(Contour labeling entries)
---

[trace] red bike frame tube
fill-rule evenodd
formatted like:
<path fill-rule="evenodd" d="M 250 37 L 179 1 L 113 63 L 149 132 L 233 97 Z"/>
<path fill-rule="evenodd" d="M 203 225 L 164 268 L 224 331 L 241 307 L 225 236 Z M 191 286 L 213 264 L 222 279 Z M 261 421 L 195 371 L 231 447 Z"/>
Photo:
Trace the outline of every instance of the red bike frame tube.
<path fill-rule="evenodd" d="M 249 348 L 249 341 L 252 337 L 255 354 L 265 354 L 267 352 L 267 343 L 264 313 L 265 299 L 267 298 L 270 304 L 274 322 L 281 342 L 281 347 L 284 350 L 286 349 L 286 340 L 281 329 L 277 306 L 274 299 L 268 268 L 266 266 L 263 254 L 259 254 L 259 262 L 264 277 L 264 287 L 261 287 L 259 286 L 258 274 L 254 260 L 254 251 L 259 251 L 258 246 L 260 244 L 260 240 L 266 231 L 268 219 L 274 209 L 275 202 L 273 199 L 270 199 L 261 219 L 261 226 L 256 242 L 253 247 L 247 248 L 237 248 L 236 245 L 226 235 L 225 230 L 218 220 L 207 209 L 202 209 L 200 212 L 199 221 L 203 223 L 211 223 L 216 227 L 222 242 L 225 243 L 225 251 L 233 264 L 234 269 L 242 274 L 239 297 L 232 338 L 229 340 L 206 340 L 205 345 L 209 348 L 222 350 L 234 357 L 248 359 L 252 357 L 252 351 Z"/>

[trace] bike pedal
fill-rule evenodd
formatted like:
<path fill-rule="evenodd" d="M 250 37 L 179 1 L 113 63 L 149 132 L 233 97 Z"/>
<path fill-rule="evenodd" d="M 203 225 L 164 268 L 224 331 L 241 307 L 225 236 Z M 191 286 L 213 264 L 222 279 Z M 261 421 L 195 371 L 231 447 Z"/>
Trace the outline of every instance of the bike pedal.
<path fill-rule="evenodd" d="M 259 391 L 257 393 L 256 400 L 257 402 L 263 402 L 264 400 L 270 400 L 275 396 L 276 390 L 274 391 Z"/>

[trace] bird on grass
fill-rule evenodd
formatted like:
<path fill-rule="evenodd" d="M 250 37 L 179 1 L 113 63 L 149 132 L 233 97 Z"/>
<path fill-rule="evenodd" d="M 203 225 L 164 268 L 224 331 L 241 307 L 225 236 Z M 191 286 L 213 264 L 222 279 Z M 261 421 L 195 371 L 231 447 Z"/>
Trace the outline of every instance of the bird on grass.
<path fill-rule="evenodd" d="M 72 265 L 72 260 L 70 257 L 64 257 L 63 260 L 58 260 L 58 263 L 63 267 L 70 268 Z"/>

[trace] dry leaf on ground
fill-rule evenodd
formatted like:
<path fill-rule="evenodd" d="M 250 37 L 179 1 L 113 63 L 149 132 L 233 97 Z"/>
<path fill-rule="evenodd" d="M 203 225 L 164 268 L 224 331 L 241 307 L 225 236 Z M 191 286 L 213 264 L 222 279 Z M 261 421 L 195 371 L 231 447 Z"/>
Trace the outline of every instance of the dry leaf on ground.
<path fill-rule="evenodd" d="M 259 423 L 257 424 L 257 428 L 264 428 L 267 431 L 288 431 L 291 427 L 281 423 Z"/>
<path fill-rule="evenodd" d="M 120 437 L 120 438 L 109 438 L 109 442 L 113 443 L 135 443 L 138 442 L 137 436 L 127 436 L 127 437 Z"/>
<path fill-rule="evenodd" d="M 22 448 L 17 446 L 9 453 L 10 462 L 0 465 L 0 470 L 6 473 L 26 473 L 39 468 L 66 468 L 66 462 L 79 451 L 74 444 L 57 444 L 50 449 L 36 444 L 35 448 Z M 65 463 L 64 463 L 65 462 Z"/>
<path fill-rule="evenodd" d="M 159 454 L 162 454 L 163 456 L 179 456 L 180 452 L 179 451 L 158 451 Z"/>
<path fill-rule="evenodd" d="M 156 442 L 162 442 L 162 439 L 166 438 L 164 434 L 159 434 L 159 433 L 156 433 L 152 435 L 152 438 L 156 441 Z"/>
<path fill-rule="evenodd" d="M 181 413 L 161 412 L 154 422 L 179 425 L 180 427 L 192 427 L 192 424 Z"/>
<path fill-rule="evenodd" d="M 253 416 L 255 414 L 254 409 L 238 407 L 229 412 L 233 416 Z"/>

---

Instructions for the task
Reproduce the records from the line that contains "[trace] dry leaf on ground" through the line that contains "120 437 L 120", requests included. Multiply every coordinate in the answer outlines by 0.6 and round to whole numbers, with halves rounded up, while leaving the requests and their format samples unchanged.

Solved problem
[trace] dry leaf on ground
fill-rule evenodd
formatted like:
<path fill-rule="evenodd" d="M 250 37 L 179 1 L 113 63 L 149 132 L 233 97 Z"/>
<path fill-rule="evenodd" d="M 203 225 L 164 268 L 224 331 L 241 307 L 225 236 Z M 191 286 L 213 264 L 222 279 Z M 261 421 L 195 371 L 231 447 Z"/>
Trace the outline of every instance of the dry leaf on ground.
<path fill-rule="evenodd" d="M 155 254 L 154 254 L 154 257 L 158 257 L 160 259 L 173 259 L 175 256 L 169 254 Z"/>
<path fill-rule="evenodd" d="M 72 262 L 72 263 L 65 263 L 65 265 L 68 266 L 81 266 L 83 265 L 82 262 L 76 262 L 76 262 Z"/>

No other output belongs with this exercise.